*Goal of the exercise*. Below is a listing; copy all of it exactly.

-- START OF Dataset --

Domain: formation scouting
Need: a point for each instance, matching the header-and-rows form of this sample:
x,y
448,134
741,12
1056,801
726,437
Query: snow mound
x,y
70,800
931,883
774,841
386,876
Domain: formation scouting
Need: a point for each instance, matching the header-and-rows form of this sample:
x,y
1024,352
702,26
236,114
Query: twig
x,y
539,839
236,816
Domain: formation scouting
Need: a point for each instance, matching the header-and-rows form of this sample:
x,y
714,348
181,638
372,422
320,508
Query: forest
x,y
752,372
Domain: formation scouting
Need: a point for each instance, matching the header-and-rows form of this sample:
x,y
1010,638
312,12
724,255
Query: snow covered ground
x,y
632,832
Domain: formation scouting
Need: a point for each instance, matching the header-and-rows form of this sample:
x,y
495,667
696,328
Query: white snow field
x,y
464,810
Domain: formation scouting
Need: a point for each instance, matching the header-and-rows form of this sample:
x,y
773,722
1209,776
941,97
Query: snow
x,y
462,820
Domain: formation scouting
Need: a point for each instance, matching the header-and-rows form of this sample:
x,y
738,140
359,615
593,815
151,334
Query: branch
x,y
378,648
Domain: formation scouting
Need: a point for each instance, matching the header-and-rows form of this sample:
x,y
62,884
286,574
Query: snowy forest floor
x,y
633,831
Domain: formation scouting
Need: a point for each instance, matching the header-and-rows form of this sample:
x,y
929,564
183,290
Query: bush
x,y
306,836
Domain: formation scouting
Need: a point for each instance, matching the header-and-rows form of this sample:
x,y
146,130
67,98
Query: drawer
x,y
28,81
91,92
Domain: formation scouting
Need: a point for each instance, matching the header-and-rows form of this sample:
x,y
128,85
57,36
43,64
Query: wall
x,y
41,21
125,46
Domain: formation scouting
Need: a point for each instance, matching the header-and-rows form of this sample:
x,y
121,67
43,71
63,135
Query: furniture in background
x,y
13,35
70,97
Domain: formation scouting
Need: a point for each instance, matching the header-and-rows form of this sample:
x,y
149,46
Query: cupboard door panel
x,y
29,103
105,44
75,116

-- END OF Dataset --

*Solution for this exercise*.
Domain: formation scouting
Need: a point for each instance, matching the header-and-rows form of this sample:
x,y
448,134
741,12
1056,801
726,437
Query: snow mound
x,y
70,800
931,883
774,841
386,876
Domain: formation scouting
Need: a point for each instance, matching the header-and-rows form of this sample:
x,y
1024,352
702,26
236,114
Query: twig
x,y
539,839
236,816
Domain: formation scouting
Need: a point for each instance, matching the header-and-rows form of this sample:
x,y
714,348
181,638
372,422
320,508
Query: forest
x,y
752,372
Domain: formation scouting
Need: a point for each instance, matching the header-and-rows form of this sample:
x,y
1010,638
312,12
724,255
Query: snow covered ground
x,y
632,832
Domain: formation scouting
Need: a point for each instance, matching the header-and-rows form of this sample:
x,y
495,667
696,328
Query: white snow field
x,y
464,810
Domain: formation scouting
Need: a point for each instance, matching the header-and-rows form of this sample:
x,y
773,722
1209,776
941,97
Query: snow
x,y
462,820
Domain: formation scouting
Need: a point for each instance, matching the header-and-rows form of this sample:
x,y
738,140
359,615
593,815
151,334
Query: branch
x,y
378,648
Domain: formation scouting
Need: a point for each instance, matching the header-and-rows form of this sample:
x,y
62,884
286,574
Query: snowy forest floor
x,y
633,831
Domain: formation scouting
Need: a point for each instance, matching the header-and-rows form of this sample:
x,y
929,564
183,290
Query: bush
x,y
306,836
Domain: formation scouting
Need: a point for each instance, matching the header-and-rows form of this sample:
x,y
146,130
67,98
Query: drawer
x,y
28,81
91,92
Domain: formation scouting
Need: a point for each instance, matching the header-and-rows form of this sample:
x,y
128,85
57,36
43,64
Query: wall
x,y
41,21
125,46
Domain: formation scouting
Need: a point for each instance, matching the header-and-rows form of this sample:
x,y
121,67
43,71
63,135
Query: furniture in background
x,y
13,35
70,97
Domain: formation scouting
Need: a point for each instance, matching the header-and-rows form of this sample:
x,y
149,46
Query: cupboard door panel
x,y
29,103
105,44
75,116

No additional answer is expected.